Existing biological network evaluation metrics often neglect the qualitative nature of regulatory relationships (e.g., activation vs. inhibition), rendering them incapable of distinguishing networks that are structurally accurate but functionally erroneous. To address this, we propose the signed Structural Intervention Distance (sSID) and its weighted variant, the first metrics to integrate gene regulatory sign information with net intervention effects within the SID framework—enabling joint assessment of structural and functional consistency. Extensive validation on both synthetic and real transcriptomic datasets demonstrates that sSID identifies functionally superior networks undetectable by conventional metrics. Moreover, networks selected using sSID significantly improve clinical phenotype classification performance. By explicitly encoding biological directionality and causal semantics, sSID enhances both interpretability and practical utility in network evaluation. This work establishes a new biologically grounded benchmark for inferring and assessing regulatory networks.

### [What is required]
In the passage on biological network evaluation metrics, what do existing metrics often neglect?

### [Raw data]
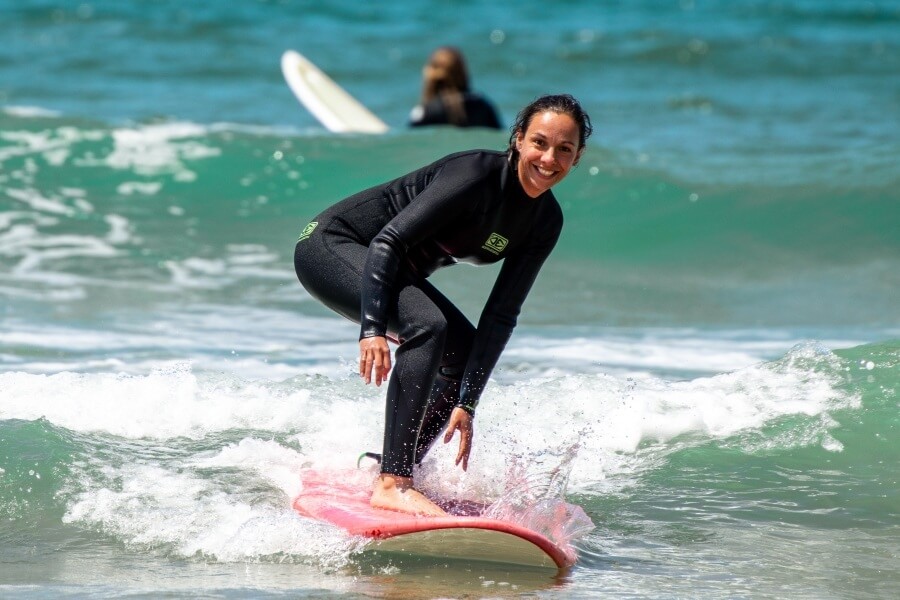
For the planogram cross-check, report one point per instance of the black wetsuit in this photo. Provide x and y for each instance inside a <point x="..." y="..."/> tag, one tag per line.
<point x="479" y="113"/>
<point x="368" y="257"/>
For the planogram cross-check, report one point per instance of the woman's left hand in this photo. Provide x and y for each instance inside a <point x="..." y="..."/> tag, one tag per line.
<point x="462" y="420"/>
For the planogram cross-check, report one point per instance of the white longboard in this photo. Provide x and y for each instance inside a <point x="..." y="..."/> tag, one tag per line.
<point x="328" y="102"/>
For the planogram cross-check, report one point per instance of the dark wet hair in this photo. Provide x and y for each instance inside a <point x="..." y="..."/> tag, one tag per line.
<point x="559" y="103"/>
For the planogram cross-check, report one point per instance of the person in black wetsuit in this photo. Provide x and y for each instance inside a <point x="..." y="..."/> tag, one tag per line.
<point x="446" y="97"/>
<point x="368" y="258"/>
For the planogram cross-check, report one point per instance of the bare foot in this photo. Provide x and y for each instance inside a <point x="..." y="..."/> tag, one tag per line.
<point x="397" y="493"/>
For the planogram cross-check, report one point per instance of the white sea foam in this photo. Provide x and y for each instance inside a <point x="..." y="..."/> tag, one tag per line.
<point x="231" y="501"/>
<point x="162" y="148"/>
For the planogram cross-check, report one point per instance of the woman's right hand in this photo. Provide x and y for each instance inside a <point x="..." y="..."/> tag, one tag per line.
<point x="374" y="359"/>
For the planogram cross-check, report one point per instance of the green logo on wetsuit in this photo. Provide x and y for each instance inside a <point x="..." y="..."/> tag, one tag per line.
<point x="495" y="243"/>
<point x="307" y="231"/>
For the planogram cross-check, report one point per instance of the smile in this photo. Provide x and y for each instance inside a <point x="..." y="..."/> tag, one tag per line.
<point x="545" y="172"/>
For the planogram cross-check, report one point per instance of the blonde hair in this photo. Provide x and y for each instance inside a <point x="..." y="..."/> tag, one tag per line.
<point x="445" y="76"/>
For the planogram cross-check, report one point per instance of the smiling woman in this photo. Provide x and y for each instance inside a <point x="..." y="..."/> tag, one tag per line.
<point x="478" y="206"/>
<point x="547" y="141"/>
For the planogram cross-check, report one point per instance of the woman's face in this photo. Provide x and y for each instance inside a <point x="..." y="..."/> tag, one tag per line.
<point x="548" y="150"/>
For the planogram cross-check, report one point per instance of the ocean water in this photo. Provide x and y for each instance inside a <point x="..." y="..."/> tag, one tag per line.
<point x="708" y="364"/>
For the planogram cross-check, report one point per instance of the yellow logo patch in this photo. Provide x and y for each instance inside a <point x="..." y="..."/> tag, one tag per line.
<point x="495" y="243"/>
<point x="307" y="231"/>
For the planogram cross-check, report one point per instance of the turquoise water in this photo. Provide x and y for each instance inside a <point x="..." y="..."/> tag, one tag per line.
<point x="710" y="356"/>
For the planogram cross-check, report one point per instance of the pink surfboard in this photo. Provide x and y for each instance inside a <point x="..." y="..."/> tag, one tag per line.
<point x="342" y="499"/>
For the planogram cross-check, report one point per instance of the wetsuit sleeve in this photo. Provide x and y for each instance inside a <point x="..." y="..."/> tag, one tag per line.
<point x="501" y="312"/>
<point x="449" y="194"/>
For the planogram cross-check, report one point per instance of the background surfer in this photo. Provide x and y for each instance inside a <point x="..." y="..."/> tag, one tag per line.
<point x="368" y="258"/>
<point x="446" y="95"/>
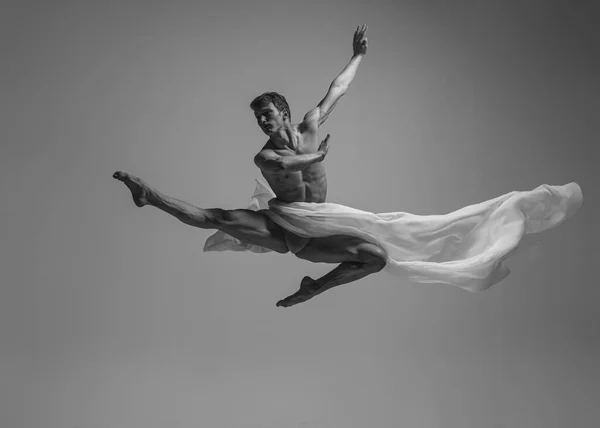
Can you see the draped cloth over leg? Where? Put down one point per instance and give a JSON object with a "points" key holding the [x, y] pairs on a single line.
{"points": [[466, 248]]}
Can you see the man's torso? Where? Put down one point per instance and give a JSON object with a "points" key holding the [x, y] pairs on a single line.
{"points": [[308, 185]]}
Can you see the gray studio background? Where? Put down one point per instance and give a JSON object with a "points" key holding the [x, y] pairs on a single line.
{"points": [[112, 317]]}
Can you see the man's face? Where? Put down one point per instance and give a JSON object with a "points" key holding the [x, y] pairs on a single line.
{"points": [[269, 119]]}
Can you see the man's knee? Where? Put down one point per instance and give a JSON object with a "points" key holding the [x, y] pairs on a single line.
{"points": [[373, 256], [219, 218]]}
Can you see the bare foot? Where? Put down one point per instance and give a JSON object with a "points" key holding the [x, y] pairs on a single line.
{"points": [[308, 290], [139, 189]]}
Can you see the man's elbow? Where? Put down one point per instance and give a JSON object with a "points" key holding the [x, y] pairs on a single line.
{"points": [[272, 166], [339, 87]]}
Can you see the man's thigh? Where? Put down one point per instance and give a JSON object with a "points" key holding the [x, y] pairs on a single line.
{"points": [[250, 226], [339, 249]]}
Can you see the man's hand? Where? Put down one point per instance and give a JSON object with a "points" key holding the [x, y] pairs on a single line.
{"points": [[360, 41], [324, 146]]}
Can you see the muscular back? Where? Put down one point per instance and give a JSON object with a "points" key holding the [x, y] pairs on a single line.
{"points": [[306, 185]]}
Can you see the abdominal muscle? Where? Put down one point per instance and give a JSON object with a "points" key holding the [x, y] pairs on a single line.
{"points": [[308, 185]]}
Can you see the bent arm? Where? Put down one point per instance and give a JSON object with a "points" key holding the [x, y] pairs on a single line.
{"points": [[272, 163], [339, 86]]}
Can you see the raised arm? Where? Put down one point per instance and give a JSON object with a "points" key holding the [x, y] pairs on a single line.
{"points": [[317, 116], [272, 163]]}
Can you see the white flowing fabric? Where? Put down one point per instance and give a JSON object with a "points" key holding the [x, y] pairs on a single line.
{"points": [[466, 248]]}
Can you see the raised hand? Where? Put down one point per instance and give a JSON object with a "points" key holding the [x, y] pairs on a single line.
{"points": [[324, 146], [360, 40]]}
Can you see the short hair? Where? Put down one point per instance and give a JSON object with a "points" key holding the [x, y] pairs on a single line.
{"points": [[278, 101]]}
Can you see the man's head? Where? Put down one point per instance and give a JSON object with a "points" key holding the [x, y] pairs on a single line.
{"points": [[271, 111]]}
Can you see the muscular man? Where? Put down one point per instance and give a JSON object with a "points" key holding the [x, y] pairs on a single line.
{"points": [[292, 162]]}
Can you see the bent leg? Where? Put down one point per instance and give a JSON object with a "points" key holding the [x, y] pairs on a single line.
{"points": [[246, 225], [357, 257]]}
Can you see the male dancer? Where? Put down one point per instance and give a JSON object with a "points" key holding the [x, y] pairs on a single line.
{"points": [[292, 163]]}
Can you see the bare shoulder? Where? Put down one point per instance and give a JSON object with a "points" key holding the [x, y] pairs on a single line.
{"points": [[310, 123]]}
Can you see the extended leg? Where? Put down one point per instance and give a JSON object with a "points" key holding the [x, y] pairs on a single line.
{"points": [[358, 259], [246, 225]]}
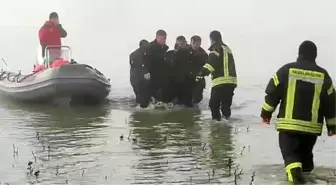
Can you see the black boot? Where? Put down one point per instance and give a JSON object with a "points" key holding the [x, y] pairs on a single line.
{"points": [[298, 178]]}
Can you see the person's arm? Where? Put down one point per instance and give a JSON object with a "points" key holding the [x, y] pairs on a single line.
{"points": [[63, 33], [329, 105], [131, 59], [204, 58], [147, 59], [273, 94], [43, 33]]}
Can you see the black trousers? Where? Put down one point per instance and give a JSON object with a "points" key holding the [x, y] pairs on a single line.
{"points": [[184, 92], [296, 148], [198, 88], [221, 100]]}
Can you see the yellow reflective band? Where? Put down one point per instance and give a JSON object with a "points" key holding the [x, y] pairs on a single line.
{"points": [[289, 168], [316, 102], [331, 122], [331, 90], [226, 52], [209, 67], [275, 80], [214, 52], [290, 98], [267, 107], [299, 125], [224, 80], [306, 74]]}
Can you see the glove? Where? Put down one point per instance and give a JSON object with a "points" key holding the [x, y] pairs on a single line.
{"points": [[147, 76], [266, 121], [331, 132], [198, 78]]}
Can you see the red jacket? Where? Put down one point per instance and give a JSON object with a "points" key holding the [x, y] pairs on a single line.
{"points": [[51, 34]]}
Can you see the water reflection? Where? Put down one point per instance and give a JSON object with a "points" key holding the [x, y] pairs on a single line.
{"points": [[173, 150]]}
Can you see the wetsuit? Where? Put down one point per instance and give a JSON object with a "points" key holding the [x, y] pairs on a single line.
{"points": [[198, 59], [139, 83], [224, 79], [157, 66], [183, 75], [50, 34], [306, 96]]}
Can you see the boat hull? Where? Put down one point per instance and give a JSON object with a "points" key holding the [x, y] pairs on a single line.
{"points": [[74, 81]]}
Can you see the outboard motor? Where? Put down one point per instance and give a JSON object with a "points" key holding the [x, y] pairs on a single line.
{"points": [[59, 62]]}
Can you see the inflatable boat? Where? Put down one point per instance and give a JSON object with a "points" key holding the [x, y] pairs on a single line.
{"points": [[55, 78]]}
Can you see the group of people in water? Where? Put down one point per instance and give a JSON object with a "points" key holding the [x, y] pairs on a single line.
{"points": [[175, 76], [303, 89]]}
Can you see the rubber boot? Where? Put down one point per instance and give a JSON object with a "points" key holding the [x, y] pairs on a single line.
{"points": [[298, 178]]}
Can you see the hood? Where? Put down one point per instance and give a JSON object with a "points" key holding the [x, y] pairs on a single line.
{"points": [[165, 47], [49, 24], [216, 45]]}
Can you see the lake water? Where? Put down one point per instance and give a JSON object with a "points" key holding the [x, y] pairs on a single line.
{"points": [[118, 144]]}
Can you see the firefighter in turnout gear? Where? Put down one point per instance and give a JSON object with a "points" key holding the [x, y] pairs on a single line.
{"points": [[221, 66], [306, 96]]}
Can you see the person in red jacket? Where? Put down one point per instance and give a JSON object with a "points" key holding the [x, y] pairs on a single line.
{"points": [[50, 34]]}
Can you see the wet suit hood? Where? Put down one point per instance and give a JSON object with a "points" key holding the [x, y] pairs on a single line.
{"points": [[49, 24], [182, 47], [216, 45], [165, 47]]}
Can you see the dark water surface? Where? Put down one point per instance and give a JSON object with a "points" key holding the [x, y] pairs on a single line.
{"points": [[177, 146]]}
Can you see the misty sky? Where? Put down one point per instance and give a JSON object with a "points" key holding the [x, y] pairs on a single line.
{"points": [[262, 34]]}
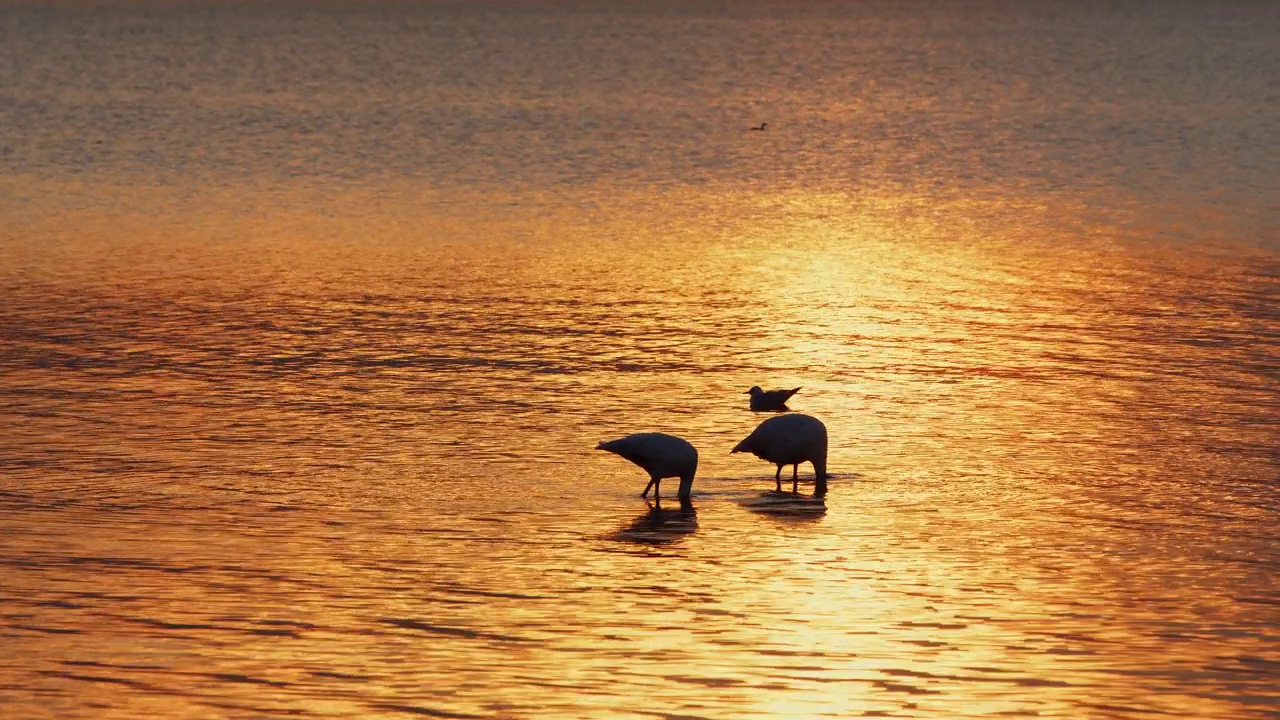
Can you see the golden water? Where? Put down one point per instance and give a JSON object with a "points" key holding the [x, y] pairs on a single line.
{"points": [[286, 441]]}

### [Response for this exercise]
The qualitative nature of regulatory relationships, such as activation vs. inhibition.